TASK TO COMPLETE: Extract each line below that contains the string "white", and copy those lines in full. The match is case-sensitive.

___ INFORMATION SHOWN ___

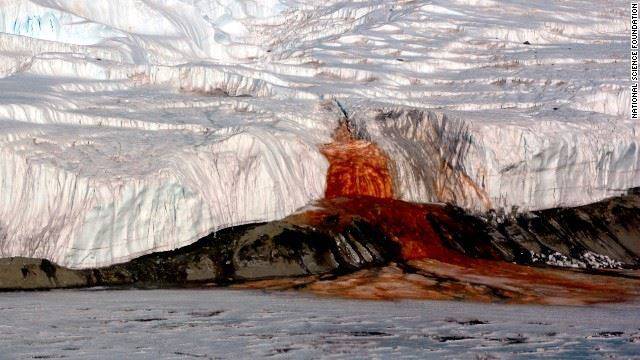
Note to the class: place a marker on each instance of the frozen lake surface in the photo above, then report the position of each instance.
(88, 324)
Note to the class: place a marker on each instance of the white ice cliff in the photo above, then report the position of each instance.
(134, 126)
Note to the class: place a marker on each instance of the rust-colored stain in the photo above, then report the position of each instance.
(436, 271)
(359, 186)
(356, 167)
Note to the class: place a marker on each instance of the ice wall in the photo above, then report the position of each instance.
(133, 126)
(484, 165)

___
___ INFORMATION SHOWN ___

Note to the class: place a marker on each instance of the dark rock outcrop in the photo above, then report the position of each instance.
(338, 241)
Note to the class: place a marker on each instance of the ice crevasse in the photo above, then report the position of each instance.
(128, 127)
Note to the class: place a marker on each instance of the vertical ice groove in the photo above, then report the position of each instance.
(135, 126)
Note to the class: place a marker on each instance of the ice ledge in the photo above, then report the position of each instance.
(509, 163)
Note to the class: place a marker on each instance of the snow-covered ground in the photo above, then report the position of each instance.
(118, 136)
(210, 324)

___
___ INFORMATION SHOWN ___

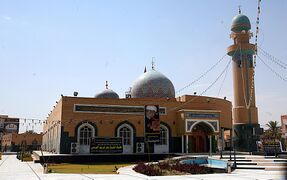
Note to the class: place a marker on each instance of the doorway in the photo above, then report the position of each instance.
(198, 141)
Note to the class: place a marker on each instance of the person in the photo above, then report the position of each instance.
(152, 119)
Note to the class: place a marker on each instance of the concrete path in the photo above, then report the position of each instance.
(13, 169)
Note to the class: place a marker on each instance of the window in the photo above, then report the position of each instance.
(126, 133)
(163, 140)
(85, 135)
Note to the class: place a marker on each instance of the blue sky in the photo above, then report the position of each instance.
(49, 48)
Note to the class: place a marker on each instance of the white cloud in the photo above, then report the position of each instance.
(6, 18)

___

REPLY:
Note to the class: place a marker on each instance of the white ice cliff in the photo above, then report the position of each instance.
Note to the class: place a marker on each instance of the white cloud in the photo above, then report the position of each instance.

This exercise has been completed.